TEXTE EXTRAIT:
════════

Réalisé par Mark Jackson. Etats-Unis. Drame. 1h27. (Sortie 14 novembre 2012). Avec Joslyn Jensen, Ronald Carrier, Darren Lenz et Bob Sentinella.
Bonne année pour le cinéma indépendant américain. Après "The Color Wheel" et "A little closer", "Without" de Mark Jackson prouve que le cinéma américain sait encore s’intéresser à autre chose qu’à des super héros ou décliner pour la énième fois les aventures d’un ogre vert ou d’une bande d’animaux en goguette.
"Without", c’est la rencontre improbable de Frank, un homme végétatif, et de Joslyn, une jeune fille chargée de s’en occuper pendant l’absence de ses enfants.
Aussitôt la situation posée, on s’interroge sur les raisons qui l’ont poussée à accepter de rester seule plusieurs semaines avec un homme impotent et quasi muet dans une maison isolée située sur une île presque déserte.
Avec pour tout arme son ukulélé, elle est sous l’emprise de cet homme barbu, silencieux, aux yeux vifs qui donnent à son visage quelque chose de dur, d’antipathique, de faux même. Elle est aussi sous l’emprise morale du couple de petits-bourgeois qui l’a engagée et soumise à une longue liste de recommandations tatillonnes qu’elle doit respecter scrupuleusement.

════════

EXTRAIT DE DONNÉES:

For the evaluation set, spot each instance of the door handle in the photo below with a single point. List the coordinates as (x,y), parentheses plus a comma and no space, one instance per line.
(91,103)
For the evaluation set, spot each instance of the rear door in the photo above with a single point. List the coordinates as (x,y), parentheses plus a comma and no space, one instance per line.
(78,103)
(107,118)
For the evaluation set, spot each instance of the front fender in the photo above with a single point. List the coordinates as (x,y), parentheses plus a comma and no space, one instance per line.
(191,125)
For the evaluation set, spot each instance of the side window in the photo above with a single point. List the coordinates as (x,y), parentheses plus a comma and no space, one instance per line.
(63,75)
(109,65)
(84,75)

════════

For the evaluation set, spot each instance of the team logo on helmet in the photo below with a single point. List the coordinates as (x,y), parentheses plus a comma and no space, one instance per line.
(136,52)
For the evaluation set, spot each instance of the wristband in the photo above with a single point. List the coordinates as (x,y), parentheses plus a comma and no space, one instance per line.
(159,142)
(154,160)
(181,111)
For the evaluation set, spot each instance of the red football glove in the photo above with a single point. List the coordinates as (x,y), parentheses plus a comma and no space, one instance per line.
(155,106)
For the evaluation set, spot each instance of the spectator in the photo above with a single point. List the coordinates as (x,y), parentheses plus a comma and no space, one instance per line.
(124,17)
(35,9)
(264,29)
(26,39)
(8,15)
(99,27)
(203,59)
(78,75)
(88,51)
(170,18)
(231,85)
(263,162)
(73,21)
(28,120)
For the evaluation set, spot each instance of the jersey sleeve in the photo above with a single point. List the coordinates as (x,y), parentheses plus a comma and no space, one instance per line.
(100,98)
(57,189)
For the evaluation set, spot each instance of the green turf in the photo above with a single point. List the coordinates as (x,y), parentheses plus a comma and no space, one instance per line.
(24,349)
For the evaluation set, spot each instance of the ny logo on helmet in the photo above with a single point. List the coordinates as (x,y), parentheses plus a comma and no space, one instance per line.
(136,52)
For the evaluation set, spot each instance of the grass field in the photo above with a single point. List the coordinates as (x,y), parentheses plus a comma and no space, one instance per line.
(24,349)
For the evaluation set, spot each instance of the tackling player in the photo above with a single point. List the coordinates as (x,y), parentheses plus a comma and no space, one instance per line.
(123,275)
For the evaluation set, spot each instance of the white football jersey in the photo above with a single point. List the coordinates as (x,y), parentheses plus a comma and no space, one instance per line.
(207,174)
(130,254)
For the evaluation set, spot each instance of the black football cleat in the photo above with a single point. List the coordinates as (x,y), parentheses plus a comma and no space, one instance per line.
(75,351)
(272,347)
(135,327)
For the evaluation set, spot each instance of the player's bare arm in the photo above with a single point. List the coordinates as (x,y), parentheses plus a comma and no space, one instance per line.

════════

CONSIGNE A:
Répondez à ces questions sur la critique de « Without » :
(i) Quelle est la durée du film ?
(ii) Quels deux films sont cités avant « Without » ?
(iii) De quel instrument Joslyn est-elle armée ?
CONSIGNE B: Recopiez la critique de « Without » de « Réalisé par Mark » à « d’animaux en goguette. » en remplaçant « goguette » par « vadrouille ».
CONSIGNE C: Poursuivez la critique du film « Without » après sa dernière phrase.

RÉPONSE ATTENDUE A:
(i) 1h27.
(ii) « The Color Wheel » et « A little closer ».
(iii) Un ukulélé.

RÉPONSE ATTENDUE B:
Réalisé par Mark Jackson. Etats-Unis. Drame. 1h27. (Sortie 14 novembre 2012). Avec Joslyn Jensen, Ronald Carrier, Darren Lenz et Bob Sentinella.
Bonne année pour le cinéma indépendant américain. Après "The Color Wheel" et "A little closer", "Without" de Mark Jackson prouve que le cinéma américain sait encore s’intéresser à autre chose qu’à des super héros ou décliner pour la énième fois les aventures d’un ogre vert ou d’une bande d’animaux en vadrouille.

RÉPONSE ATTENDUE C:
Peu à peu, son quotidien est envahi par des détails déviants de l’"ordre" organisé dans la "Bible" qu’on lui a remise. C’est tout l’art de Mark Jackson de réussir à rendre "palpitant" des petits faits et gestes sans importance qui deviennent des transgressions.
On ne sera jamais tout à fait sûr de ce qui se passe ou ne se passe pas dans ce lieu clos, propice à la déprime et aux prémisses de la folie. Frank feint-il d’être infirme et ne serait-il pas capable de se lever de sa chaise roulante ? Entre Joslyn et lui, y a-t-il quelque chose qui ressemble à un jeu sexuel ?
Dans cette solitude grandissante, la jeune femme fantasme-t-elle ? La folie la gagne-t-elle ?
Avec sa réalité pas forcément très assurée, "Without" n’est pas sans rappeler l’atmosphère de certains films de roman Polanski, notamment "Répulsion". Même si Joslyn Jensen n’a pas la beauté glaçante d’une Catherine Deneuve, on la sent elle aussi à deux doigts d’être prête à tout. On le souhaiterait presque quand revient la famille tête à claques qui n’a pas un mot pour la remercier de s’être occupée de ce boulet de Frank et la mitraille de reproches pour n’avoir pas respecté à la lettre le fameux protocole qu’ils avaient établi.
On pourra trouver dommage que le film s’évade un moment de son sujet pour donner la clé qui a poussé Joslyn à venir vivre cette expérience ascétique et dangereuse pour sa raison.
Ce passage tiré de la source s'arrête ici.